Exercise instructions
Please write out every entry below exactly, leaving out any pictures.
● ● ●
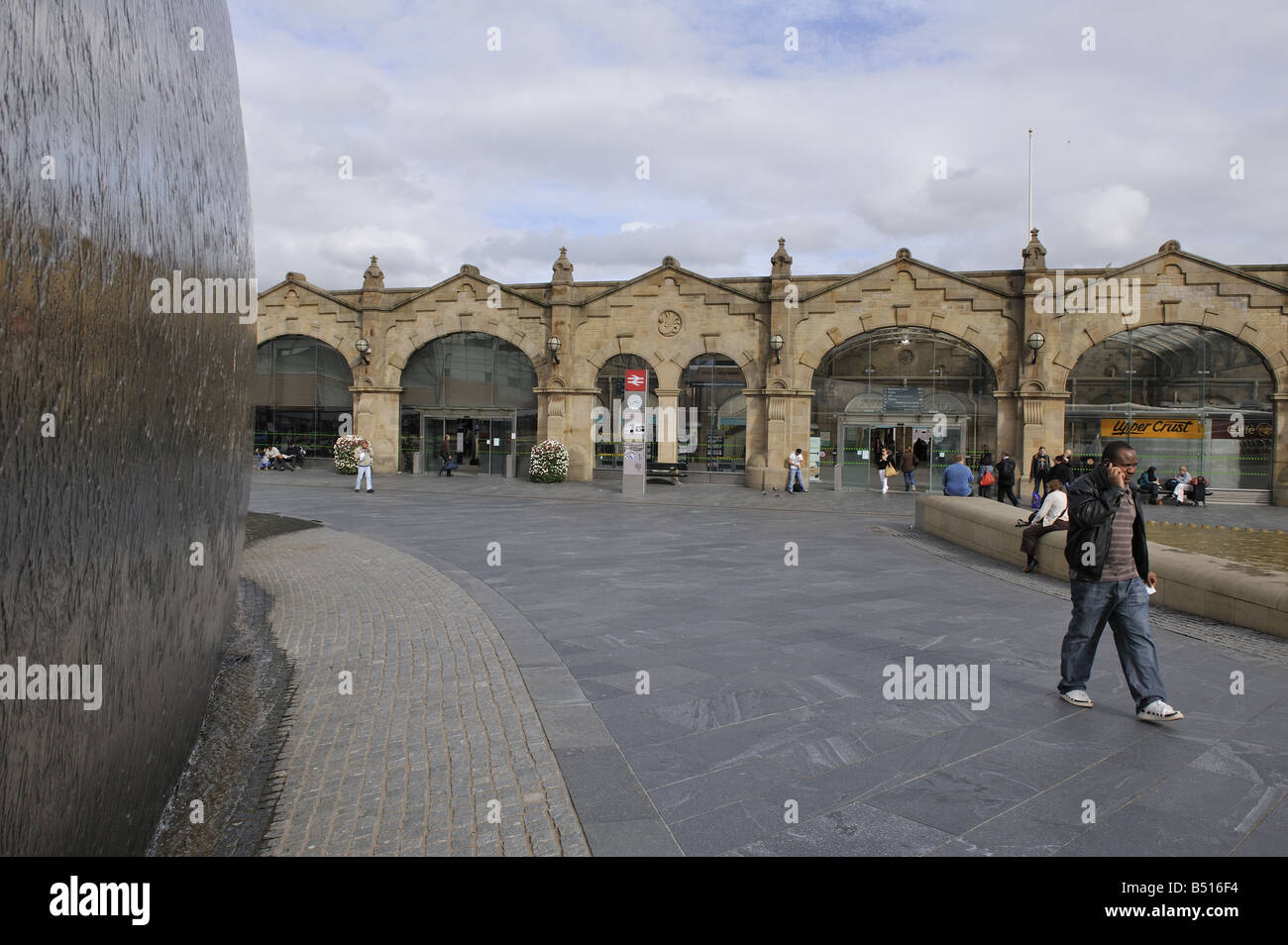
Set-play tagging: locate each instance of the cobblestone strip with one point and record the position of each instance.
(1270, 648)
(438, 750)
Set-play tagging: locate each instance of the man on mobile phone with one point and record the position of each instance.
(1111, 582)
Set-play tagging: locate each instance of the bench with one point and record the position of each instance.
(668, 472)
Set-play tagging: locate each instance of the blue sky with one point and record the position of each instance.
(497, 158)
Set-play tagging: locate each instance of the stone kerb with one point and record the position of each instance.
(1202, 584)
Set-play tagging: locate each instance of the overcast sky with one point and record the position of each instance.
(497, 158)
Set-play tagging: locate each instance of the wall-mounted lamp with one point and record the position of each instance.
(1035, 342)
(776, 342)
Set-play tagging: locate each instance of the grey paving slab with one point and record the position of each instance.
(785, 670)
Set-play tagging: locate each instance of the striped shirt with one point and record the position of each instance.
(1121, 564)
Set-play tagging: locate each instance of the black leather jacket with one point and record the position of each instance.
(1093, 506)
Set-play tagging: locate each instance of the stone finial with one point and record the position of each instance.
(373, 279)
(562, 267)
(781, 264)
(1034, 254)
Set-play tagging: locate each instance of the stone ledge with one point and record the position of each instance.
(1239, 593)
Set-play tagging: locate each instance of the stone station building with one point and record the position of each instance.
(1186, 356)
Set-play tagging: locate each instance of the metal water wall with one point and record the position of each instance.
(123, 422)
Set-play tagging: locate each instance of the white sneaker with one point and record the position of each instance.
(1158, 711)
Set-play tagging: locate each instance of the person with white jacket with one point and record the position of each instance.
(364, 458)
(1051, 516)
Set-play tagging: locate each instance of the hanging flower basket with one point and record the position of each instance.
(549, 463)
(346, 455)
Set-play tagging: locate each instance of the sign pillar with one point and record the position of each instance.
(635, 433)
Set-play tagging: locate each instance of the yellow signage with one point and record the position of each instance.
(1153, 428)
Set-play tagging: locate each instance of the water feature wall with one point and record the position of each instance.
(124, 421)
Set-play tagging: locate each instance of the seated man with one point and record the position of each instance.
(957, 476)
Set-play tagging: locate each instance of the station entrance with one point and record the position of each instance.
(482, 441)
(862, 439)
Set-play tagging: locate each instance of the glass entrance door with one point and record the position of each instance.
(480, 442)
(861, 451)
(494, 445)
(943, 452)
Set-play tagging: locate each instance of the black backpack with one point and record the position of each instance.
(1199, 490)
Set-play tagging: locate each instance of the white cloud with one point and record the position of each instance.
(497, 158)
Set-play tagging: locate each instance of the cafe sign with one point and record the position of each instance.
(1153, 428)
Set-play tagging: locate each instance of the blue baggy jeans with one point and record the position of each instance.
(1125, 606)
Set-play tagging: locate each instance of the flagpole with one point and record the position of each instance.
(1030, 180)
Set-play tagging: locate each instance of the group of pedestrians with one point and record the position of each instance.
(270, 458)
(1107, 554)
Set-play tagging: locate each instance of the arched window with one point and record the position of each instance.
(469, 368)
(1183, 395)
(301, 394)
(902, 386)
(475, 390)
(711, 428)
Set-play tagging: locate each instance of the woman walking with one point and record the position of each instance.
(909, 467)
(1052, 516)
(986, 469)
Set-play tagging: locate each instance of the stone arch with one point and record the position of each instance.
(746, 361)
(664, 368)
(333, 339)
(402, 361)
(404, 342)
(1274, 360)
(982, 344)
(956, 325)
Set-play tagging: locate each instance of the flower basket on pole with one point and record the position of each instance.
(346, 455)
(549, 463)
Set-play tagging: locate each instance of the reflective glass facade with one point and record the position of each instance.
(1183, 395)
(711, 422)
(301, 389)
(887, 387)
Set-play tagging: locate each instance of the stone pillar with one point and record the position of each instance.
(375, 404)
(1279, 451)
(563, 413)
(782, 425)
(1008, 428)
(376, 420)
(668, 424)
(1041, 406)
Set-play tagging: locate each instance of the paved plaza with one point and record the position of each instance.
(764, 729)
● ● ●
Task response
Set-play tagging: locate each instance of the cobblestone strip with one point and record the position of each instance.
(1270, 648)
(438, 750)
Set-play tagging: locate each instance of the man on mobile phone with one point and record the position of each instance.
(1111, 582)
Set-play tagging: locate each instance of the bench with one point and record the position of each instance.
(668, 472)
Set-play tagging: locate each instance of the blue sky with one point and record the position of each instance.
(497, 158)
Set-play tagging: locate each instance of the stone kerb with one point and record the position of each instance.
(1202, 584)
Set-play tagging: locate each instance of the overcast sky with one point and record the position of each instance.
(497, 158)
Set-play tagging: locate each instance of the wall-mounted lamp with one point and record the position of each instance.
(1035, 342)
(776, 342)
Set-play tagging: locate each instance of the grey paving slab with one point and record the position of each instance.
(785, 670)
Set-play tagging: locate each instance of the striped shirt with one point and record the position of each instance.
(1121, 564)
Set-play tagging: locate each instance of the black leather jacket with one point and record the position of each instance.
(1093, 506)
Set-play tagging: locate each instance of the stone finial with one point and record the position of each instance.
(373, 279)
(562, 267)
(781, 264)
(1034, 254)
Set-play tagging: locate each instance of the stone ledge with one point and record the position of each instance.
(1239, 593)
Set-play tagging: locate each instance of the stone station building with one point and record the position of each instance.
(1186, 356)
Set-play tagging: locate each instance of the metal water wall with one point and record the position of each instance.
(123, 422)
Set-play tagging: locate each instance of the white sneaker with one point and record the position of each instance.
(1158, 711)
Set-play tagging: locate each instance of the person with white jacket with one point and record the position of each instance.
(364, 458)
(1051, 516)
Set-play tagging: locate each instance of the hanging flower basket with one point and record the position of each instance.
(549, 463)
(346, 455)
Set-play tagging: locate each instance of the sign pillar with one point and record the position of each instance.
(635, 433)
Set-play tagging: locate each instance of the yellow signage with one point and record the position of each instance.
(1153, 428)
Set-play tagging: locate each instance of the water feature wall with one point and record the position of each instance.
(124, 421)
Set-play tagging: locate each instance of the seated man with one point and record the position of each instance.
(957, 476)
Set-play tagging: locate each instance of the station entrance with one point and record the position of each instance.
(482, 441)
(862, 439)
Set-play tagging: locate each instance of the glass entrance door with one point and record the position of each instance.
(480, 442)
(861, 451)
(494, 445)
(943, 452)
Set-play tagging: locate each instance of the black backpack with one point and record the position of each instance.
(1199, 490)
Set-play tagging: locate each instance of the white cloud with one point and record the position of each instance.
(497, 158)
Set-play tagging: locate each instance of the cafe sign with one point and record the position of each instance.
(1153, 428)
Set-play tagging: locate each instance of the blue baggy jeans with one point and record the position of each instance.
(1125, 606)
Set-play tagging: locate each instance of the flagpole with one point and record the position of each instance.
(1030, 180)
Set-play tagging: locate each instance of the group of pedestrians with one point and record the position of each instance.
(270, 458)
(1107, 554)
Set-play tagging: locate each instance of the arched window with one point and record the position of each instance.
(469, 368)
(1183, 395)
(301, 394)
(902, 386)
(475, 390)
(711, 428)
Set-play tagging: locate each instance of the woman walking with one point and record the position of each instance.
(909, 467)
(1052, 516)
(986, 469)
Set-play tagging: locate each instance of the stone arch with one point and record the position of each instance.
(746, 361)
(664, 368)
(333, 339)
(402, 361)
(404, 342)
(1274, 360)
(982, 344)
(956, 325)
Set-play tagging: locate each instance of the flower basket on pole with one point and record the position of each instance.
(346, 455)
(549, 463)
Set-play tagging: locate each instance of the reflective glass facade with one point and record the position of each instance.
(1183, 395)
(711, 422)
(301, 389)
(887, 387)
Set-play tagging: locate each instance of the stone pillar with one point and record the position of each instance.
(375, 404)
(1279, 451)
(563, 413)
(782, 425)
(1008, 428)
(376, 420)
(668, 424)
(1041, 406)
Set-play tagging: locate each instance of the paved plaza with one point and record the position of each instance.
(764, 729)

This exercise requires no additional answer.